» **TEXT BLOCK**
BEGIN
In 2019, I sat wide-eyed in a presentation hall at KubeCon in San Diego. There I mustered all of my self-restraint to keep myself from leaping off my chair and yelling “Yes! I have seen this bug! And today I know I am not crazy!”
In “The Gotchas of Zero-Downtime Traffic With Kubernetes,” Leigh Capili of Weaveworks gave an excellent presentation on some unexpected network issues in Kubernetes and their not-so-obvious solutions.
Earlier that year, my own team at SPS Commerce had delved deep into the same territory when we spent a couple of weeks performing hundreds of tests where we’d blast applications with traffic while rotating pods.
These tests uncovered a few surprises with pod lifecycles and cluster networking. Among them, we found that a container in a pod will sometimes terminate before Kubernetes removes the endpoint. In other words, the cluster might send traffic to an application that is no longer there. And this can happen any time a pod is terminating (due to a rolling deployment, a node eviction, scale-down event, etc.)
END
» **THINGS TO DO**
1. Quote everything in the Kubernetes post from "In 2019, I sat" down to "while rotating pods.".
2. Write the next part of the post on Kubernetes pod termination and network traffic, picking up after its final sentence.

» **RECORD EXTRACTS**
BEGIN
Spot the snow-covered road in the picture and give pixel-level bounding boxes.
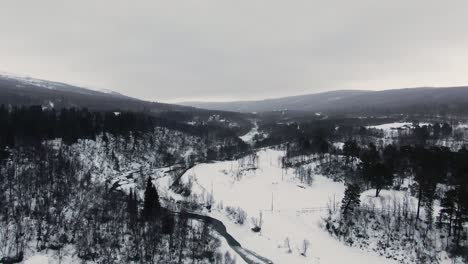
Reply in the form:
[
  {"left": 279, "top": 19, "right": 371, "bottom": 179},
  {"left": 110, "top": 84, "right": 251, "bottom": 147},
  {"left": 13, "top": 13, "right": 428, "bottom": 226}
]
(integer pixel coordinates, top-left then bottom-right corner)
[{"left": 162, "top": 149, "right": 396, "bottom": 264}]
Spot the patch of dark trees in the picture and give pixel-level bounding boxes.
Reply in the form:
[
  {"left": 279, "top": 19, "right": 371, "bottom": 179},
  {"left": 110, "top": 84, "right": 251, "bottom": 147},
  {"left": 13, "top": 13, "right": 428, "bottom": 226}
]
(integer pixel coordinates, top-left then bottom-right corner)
[{"left": 0, "top": 105, "right": 247, "bottom": 150}]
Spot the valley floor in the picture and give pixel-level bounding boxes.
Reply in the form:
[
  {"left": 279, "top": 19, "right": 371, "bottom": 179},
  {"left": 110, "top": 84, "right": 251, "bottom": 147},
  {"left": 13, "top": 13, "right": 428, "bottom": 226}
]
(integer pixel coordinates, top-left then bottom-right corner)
[{"left": 158, "top": 149, "right": 396, "bottom": 264}]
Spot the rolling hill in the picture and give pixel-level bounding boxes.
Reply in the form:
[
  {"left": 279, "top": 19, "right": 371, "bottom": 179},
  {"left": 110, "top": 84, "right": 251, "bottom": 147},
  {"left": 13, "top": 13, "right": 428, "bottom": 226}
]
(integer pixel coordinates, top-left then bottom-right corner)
[{"left": 181, "top": 87, "right": 468, "bottom": 115}]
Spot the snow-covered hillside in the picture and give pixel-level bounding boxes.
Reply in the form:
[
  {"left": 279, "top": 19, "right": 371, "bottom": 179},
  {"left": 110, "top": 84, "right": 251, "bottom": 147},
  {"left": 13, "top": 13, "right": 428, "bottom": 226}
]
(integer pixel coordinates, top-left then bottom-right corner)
[{"left": 157, "top": 149, "right": 393, "bottom": 264}]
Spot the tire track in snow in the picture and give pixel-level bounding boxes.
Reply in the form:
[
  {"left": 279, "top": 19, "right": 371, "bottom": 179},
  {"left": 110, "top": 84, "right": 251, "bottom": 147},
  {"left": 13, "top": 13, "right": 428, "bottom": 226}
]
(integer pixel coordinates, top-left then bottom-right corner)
[{"left": 173, "top": 212, "right": 273, "bottom": 264}]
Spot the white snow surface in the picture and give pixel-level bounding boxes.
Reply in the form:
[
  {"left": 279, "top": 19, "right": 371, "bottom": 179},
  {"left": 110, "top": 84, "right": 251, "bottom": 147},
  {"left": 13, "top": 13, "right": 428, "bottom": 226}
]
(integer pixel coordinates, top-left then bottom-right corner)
[
  {"left": 160, "top": 149, "right": 396, "bottom": 264},
  {"left": 240, "top": 122, "right": 259, "bottom": 144},
  {"left": 367, "top": 122, "right": 413, "bottom": 130}
]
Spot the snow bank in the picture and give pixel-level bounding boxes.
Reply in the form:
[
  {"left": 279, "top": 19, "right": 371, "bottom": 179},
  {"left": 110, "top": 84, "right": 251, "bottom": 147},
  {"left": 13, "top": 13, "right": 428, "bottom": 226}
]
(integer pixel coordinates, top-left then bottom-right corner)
[{"left": 170, "top": 149, "right": 395, "bottom": 264}]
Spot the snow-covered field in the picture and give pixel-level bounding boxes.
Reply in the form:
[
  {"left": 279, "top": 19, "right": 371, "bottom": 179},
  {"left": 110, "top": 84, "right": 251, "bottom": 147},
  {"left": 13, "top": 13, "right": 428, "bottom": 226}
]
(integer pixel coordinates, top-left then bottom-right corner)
[{"left": 160, "top": 149, "right": 395, "bottom": 264}]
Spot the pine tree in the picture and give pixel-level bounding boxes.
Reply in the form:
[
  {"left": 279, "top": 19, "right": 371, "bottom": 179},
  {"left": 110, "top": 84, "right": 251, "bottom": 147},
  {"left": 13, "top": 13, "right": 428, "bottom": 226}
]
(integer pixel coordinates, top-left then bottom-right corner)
[
  {"left": 143, "top": 178, "right": 161, "bottom": 221},
  {"left": 341, "top": 184, "right": 361, "bottom": 216},
  {"left": 127, "top": 189, "right": 138, "bottom": 226}
]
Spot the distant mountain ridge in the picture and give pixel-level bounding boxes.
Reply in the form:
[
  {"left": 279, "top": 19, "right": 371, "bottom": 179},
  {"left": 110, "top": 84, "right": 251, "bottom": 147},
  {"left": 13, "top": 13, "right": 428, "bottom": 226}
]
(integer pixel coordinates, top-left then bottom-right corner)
[
  {"left": 180, "top": 86, "right": 468, "bottom": 114},
  {"left": 0, "top": 73, "right": 193, "bottom": 112}
]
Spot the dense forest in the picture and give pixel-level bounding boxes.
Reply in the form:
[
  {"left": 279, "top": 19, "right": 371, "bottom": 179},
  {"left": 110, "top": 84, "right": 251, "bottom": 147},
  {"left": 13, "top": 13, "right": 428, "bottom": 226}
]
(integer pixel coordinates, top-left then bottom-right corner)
[{"left": 0, "top": 106, "right": 249, "bottom": 263}]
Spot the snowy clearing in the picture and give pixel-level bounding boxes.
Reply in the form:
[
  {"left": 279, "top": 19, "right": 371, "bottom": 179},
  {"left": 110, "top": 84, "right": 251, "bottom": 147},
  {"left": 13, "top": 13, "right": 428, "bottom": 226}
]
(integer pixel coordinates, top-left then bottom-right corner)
[{"left": 161, "top": 149, "right": 395, "bottom": 264}]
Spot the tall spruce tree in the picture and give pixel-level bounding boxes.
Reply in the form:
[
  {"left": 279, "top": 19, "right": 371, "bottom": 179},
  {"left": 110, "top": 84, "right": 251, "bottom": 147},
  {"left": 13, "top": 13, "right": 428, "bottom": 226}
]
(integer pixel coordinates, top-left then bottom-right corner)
[
  {"left": 341, "top": 184, "right": 361, "bottom": 217},
  {"left": 142, "top": 177, "right": 161, "bottom": 221}
]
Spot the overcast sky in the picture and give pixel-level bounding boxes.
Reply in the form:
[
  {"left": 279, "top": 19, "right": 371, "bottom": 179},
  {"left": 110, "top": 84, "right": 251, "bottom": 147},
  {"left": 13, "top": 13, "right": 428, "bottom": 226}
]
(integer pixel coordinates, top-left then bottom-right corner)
[{"left": 0, "top": 0, "right": 468, "bottom": 102}]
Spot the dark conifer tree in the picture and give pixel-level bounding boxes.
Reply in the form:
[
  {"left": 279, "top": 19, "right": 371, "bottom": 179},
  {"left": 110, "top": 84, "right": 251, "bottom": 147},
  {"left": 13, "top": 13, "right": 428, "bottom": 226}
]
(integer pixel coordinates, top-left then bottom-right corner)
[
  {"left": 142, "top": 177, "right": 161, "bottom": 221},
  {"left": 341, "top": 184, "right": 361, "bottom": 217}
]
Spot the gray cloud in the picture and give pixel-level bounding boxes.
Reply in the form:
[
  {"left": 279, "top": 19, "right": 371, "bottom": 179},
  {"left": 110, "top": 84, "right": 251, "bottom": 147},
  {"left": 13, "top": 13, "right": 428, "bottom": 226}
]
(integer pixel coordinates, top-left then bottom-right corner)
[{"left": 0, "top": 0, "right": 468, "bottom": 101}]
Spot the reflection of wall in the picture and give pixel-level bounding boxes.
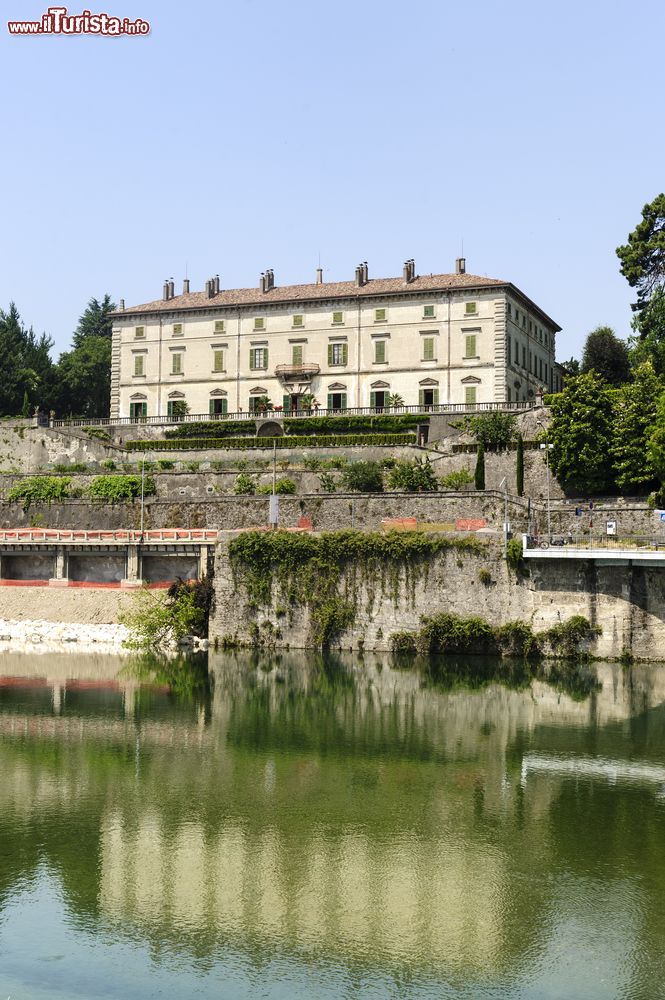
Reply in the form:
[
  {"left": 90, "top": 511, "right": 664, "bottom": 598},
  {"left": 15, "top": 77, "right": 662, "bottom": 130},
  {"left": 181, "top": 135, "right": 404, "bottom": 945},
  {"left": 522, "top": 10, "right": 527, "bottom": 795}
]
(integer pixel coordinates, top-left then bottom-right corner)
[{"left": 100, "top": 813, "right": 506, "bottom": 970}]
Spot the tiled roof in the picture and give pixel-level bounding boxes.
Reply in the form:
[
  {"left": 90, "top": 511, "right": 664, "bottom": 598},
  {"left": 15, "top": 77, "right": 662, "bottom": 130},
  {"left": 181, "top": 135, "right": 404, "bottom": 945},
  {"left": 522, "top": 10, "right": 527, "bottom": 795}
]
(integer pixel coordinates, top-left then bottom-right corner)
END
» **EXERCISE ANSWERS**
1.
In 2019, I sat wide-eyed in a presentation hall at KubeCon in San Diego. There I mustered all of my self-restraint to keep myself from leaping off my chair and yelling “Yes! I have seen this bug! And today I know I am not crazy!”
In “The Gotchas of Zero-Downtime Traffic With Kubernetes,” Leigh Capili of Weaveworks gave an excellent presentation on some unexpected network issues in Kubernetes and their not-so-obvious solutions.
Earlier that year, my own team at SPS Commerce had delved deep into the same territory when we spent a couple of weeks performing hundreds of tests where we’d blast applications with traffic while rotating pods.

2.
We came up with the same solution that Capili did: We configured pre-stop lifecycle hooks on all of our pods to ensure Kubernetes removes the endpoint before the listening container receives the termination signal. The hook just called “/bin/sleep.”
Easy! And it worked! Except, as one of the other KubeCon attendees asked, what do you do if you don’t have “/bin/sleep” in your container? After the presentation, I ran up to Capili and shared what we believe is a creative solution to this problem. He asked if we could make it available to the community as open source, and today I’m happy to announce “nap.”
Nap is a tiny program that calls the “sleep” system call. In fact, it doesn’t do much else. So what’s the big deal?
What we think makes “nap” interesting is that the program can run in minimal or scratch containers that have no shell or even the standard libraries (no libc, etc). And you can wedge it into those containers through some very small spaces.
We wrote it in assembly language (x86, 64-bit) to be as compact as possible. When fully assembled and linked, it weighs about 800 to 900 bytes depending on the linker options.
Wait … but … did you say assembly language?
Yes. To make “nap” available to pods, we mount the binary code through a Kubernetes ConfigMap, which imposes a 1-megabyte limit on the size. That rules out creating something like a statically linked Go program, which includes a runtime and libraries.
We also wanted the binary to be available to every namespace in the cluster. That means duplicating the ConfigMap (and binary data) all over the place.
So we optimized for size. And then, well, we kept optimizing.
Seriously, though. Assembly language??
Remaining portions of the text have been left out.